[Work to complete] All lines in the records below that hold "upper" are to be shown.
______________________________
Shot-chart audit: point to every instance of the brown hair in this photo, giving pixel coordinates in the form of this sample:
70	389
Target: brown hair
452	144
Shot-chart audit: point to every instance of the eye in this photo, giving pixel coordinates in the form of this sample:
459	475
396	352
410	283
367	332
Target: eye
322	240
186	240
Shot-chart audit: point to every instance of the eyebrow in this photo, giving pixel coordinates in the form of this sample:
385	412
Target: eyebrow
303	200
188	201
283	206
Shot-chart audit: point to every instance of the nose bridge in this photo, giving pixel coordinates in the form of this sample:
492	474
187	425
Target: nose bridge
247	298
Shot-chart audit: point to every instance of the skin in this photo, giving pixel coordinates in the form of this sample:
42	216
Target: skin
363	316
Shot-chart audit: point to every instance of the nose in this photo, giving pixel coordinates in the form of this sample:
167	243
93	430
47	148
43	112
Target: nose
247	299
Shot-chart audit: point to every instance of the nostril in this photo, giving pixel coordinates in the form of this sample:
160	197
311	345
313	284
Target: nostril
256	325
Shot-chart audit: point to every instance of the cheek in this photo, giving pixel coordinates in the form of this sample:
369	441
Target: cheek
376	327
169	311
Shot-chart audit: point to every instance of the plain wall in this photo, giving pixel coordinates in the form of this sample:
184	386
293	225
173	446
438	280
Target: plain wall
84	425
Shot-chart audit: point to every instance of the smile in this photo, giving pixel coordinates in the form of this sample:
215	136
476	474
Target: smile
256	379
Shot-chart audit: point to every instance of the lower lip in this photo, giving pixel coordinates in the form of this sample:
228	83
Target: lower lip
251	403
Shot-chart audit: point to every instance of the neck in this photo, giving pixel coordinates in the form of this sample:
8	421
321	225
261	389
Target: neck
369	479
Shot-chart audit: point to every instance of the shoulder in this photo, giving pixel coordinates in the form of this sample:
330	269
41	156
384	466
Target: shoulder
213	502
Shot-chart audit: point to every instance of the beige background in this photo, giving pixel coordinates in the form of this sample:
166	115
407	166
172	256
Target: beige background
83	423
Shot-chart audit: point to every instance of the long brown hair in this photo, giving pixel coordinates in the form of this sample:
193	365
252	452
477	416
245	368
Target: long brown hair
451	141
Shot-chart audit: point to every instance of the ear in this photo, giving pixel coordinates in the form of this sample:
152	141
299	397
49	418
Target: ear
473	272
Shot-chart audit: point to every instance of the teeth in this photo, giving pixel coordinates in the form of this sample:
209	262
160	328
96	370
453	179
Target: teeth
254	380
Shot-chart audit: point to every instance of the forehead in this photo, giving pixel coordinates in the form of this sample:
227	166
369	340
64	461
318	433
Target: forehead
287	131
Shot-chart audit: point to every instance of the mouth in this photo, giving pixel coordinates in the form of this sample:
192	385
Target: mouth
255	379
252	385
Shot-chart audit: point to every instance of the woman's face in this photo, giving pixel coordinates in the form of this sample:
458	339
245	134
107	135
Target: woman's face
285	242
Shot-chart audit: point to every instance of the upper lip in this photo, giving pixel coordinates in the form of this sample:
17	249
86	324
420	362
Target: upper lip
______________________________
[Answer area]
Shot-chart audit: point to every instance of the upper lip in this photo, giving pixel coordinates in the form of this sample:
Target: upper lip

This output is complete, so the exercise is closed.